▼
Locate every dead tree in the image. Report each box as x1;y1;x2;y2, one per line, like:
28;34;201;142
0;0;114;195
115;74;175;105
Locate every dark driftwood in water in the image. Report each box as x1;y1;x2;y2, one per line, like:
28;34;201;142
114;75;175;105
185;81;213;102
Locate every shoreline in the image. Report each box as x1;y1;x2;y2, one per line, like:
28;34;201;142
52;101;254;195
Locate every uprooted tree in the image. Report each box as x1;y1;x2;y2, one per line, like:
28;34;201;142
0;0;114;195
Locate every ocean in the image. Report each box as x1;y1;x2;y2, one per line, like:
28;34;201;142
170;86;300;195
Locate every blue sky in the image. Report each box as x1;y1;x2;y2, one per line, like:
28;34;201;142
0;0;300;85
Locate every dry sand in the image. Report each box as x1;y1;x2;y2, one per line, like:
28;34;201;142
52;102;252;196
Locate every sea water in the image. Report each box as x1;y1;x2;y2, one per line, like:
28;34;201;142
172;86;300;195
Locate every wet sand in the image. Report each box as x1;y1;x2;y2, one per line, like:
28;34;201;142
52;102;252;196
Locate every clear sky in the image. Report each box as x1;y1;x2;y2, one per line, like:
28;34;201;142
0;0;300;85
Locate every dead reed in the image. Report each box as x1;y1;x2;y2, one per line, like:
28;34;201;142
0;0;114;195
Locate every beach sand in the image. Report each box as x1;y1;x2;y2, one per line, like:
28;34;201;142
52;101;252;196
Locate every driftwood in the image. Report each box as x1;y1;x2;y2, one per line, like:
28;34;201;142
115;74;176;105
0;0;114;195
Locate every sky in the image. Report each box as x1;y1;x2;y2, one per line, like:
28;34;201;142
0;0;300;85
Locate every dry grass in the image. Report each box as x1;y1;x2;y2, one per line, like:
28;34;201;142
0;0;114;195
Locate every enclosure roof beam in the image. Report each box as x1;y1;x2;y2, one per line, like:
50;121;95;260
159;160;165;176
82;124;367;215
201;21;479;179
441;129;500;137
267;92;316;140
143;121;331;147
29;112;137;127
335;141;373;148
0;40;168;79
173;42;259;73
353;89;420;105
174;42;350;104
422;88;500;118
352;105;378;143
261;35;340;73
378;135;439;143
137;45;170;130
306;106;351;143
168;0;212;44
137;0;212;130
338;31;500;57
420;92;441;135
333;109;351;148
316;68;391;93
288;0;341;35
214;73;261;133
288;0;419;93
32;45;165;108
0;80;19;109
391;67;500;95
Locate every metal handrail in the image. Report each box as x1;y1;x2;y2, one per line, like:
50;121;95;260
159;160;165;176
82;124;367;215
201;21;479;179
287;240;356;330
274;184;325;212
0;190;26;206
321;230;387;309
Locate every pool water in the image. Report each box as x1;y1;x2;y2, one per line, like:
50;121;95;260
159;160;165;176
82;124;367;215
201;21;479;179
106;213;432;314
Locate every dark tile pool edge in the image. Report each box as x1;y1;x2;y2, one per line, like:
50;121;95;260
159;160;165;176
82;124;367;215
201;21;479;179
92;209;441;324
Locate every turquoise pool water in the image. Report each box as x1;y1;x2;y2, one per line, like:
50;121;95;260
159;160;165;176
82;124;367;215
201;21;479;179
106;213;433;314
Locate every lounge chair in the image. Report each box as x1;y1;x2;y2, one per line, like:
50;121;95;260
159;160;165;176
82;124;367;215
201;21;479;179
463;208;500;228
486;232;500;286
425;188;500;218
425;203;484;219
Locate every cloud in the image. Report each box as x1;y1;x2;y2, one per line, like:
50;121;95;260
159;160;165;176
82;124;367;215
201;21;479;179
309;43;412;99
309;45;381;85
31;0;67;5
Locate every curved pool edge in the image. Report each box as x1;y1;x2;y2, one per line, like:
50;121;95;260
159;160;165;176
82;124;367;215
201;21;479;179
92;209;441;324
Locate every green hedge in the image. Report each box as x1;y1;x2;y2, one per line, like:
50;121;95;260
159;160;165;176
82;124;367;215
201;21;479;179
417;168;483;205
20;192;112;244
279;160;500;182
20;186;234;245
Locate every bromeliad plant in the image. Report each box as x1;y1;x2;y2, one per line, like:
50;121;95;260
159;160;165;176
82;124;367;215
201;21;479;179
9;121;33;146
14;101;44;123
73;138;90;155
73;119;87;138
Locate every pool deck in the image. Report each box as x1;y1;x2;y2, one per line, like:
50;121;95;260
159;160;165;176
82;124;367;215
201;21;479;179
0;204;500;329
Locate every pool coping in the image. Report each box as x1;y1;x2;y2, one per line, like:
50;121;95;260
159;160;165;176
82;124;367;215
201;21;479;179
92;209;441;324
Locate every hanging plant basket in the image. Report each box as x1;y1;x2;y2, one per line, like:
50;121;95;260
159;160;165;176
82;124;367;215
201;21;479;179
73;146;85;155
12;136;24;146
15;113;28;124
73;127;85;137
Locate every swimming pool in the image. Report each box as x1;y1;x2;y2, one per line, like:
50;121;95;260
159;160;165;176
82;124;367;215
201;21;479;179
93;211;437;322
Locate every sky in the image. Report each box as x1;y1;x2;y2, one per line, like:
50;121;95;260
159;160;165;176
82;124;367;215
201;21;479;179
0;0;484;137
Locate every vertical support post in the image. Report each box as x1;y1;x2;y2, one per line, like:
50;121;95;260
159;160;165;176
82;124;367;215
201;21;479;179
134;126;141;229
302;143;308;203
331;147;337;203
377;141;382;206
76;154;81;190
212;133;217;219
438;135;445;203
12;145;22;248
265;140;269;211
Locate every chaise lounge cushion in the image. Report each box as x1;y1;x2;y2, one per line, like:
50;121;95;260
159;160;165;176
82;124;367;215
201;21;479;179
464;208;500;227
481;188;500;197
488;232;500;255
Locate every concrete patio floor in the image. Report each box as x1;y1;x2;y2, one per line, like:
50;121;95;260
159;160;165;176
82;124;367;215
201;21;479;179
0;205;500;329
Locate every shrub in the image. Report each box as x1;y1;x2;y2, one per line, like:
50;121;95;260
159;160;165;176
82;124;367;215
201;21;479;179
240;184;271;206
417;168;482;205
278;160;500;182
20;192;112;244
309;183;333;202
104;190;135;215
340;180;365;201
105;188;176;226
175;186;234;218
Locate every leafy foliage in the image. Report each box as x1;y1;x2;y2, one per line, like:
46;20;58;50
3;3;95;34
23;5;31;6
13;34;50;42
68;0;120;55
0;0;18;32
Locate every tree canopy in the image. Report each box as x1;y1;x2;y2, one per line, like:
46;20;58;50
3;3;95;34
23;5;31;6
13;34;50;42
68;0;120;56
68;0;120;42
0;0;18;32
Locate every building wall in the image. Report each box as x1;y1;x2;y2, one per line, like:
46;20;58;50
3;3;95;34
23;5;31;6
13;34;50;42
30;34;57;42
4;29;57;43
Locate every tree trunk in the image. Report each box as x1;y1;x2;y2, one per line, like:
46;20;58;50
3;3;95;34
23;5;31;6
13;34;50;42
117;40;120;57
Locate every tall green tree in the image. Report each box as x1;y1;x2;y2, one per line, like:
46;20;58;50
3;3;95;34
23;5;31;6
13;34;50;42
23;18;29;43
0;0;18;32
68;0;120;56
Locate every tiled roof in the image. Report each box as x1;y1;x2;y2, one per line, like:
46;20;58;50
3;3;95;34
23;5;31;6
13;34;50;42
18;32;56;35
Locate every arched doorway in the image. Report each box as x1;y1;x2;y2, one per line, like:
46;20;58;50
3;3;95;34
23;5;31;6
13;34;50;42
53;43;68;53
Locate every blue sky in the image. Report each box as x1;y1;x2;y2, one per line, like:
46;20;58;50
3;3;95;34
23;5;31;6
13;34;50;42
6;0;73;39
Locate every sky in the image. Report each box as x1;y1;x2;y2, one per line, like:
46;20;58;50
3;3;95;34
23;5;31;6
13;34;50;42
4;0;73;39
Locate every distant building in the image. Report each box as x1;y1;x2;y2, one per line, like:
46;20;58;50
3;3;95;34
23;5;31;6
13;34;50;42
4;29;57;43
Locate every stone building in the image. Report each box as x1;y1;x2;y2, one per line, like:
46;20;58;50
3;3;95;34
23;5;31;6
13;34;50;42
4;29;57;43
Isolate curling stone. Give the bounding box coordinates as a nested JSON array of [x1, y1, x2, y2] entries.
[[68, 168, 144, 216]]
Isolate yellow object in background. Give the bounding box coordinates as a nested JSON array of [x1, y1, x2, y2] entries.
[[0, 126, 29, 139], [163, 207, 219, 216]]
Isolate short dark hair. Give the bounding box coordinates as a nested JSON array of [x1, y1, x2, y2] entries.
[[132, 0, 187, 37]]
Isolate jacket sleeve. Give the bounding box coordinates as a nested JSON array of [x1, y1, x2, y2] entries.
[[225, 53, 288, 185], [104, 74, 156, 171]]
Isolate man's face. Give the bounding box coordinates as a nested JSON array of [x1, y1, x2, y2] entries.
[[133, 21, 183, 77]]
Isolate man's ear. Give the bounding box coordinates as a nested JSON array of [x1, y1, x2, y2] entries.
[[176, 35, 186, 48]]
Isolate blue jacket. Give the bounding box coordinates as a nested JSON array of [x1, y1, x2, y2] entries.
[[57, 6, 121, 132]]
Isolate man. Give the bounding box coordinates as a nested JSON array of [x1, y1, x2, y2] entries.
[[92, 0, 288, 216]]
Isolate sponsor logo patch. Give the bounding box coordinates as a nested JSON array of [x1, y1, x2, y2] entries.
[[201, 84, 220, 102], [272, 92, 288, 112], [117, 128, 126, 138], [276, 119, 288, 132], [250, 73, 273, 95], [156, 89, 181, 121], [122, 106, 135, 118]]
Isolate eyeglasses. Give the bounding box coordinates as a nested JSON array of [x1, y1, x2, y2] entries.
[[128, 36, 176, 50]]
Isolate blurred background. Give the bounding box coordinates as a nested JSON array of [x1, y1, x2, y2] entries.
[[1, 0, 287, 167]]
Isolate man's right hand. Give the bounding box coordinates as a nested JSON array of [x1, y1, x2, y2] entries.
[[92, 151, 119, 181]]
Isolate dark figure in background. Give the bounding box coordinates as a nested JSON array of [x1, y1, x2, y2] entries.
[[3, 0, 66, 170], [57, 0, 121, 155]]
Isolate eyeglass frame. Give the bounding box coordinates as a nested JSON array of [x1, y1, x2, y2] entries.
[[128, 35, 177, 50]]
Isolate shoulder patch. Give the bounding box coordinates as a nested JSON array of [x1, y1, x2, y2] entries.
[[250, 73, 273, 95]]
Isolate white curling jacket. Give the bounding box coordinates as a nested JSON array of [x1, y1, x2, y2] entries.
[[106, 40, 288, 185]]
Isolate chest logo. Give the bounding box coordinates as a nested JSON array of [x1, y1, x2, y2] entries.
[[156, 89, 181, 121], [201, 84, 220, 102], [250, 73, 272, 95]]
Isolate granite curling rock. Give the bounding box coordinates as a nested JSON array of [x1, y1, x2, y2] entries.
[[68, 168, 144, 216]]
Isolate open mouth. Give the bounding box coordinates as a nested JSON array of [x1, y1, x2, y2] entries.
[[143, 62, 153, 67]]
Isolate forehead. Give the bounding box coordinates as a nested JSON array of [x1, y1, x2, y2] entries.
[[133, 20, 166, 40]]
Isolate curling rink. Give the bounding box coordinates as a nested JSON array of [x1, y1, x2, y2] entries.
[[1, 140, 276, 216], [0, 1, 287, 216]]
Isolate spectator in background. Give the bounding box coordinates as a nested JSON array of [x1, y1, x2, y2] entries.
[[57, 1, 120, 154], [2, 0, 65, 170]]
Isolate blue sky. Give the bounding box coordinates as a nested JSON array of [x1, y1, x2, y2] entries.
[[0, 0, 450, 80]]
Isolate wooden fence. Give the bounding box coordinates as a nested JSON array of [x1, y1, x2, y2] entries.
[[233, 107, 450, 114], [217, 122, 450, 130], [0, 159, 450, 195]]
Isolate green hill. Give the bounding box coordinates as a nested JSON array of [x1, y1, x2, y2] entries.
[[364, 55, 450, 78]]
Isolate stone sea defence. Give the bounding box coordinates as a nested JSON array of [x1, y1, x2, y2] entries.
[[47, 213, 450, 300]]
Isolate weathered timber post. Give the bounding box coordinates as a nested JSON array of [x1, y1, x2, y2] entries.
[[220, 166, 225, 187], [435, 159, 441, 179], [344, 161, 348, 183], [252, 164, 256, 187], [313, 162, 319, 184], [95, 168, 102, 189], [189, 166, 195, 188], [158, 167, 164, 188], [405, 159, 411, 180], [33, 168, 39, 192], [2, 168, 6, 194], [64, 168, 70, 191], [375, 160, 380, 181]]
▲
▸ Что сделать:
Перенесите записи от строки, содержащей "Isolate weathered timber", до конца записей включительно в CSV с двумя столбцами, текст и ответ. На каждую запись отведите одну строку, каждое значение поместите в отдельное поле в кавычках, а переносы строк замените пробелами.

▸ Результат:
текст,ответ
"Isolate weathered timber post. Give the bounding box coordinates as a nested JSON array of [x1, y1, x2, y2] entries.","[[220, 166, 225, 187], [435, 159, 441, 179], [344, 161, 348, 183], [252, 164, 256, 187], [313, 162, 319, 184], [95, 168, 102, 189], [189, 166, 195, 188], [158, 167, 164, 188], [405, 159, 411, 180], [33, 168, 39, 192], [2, 168, 6, 194], [64, 168, 70, 191], [375, 160, 380, 181]]"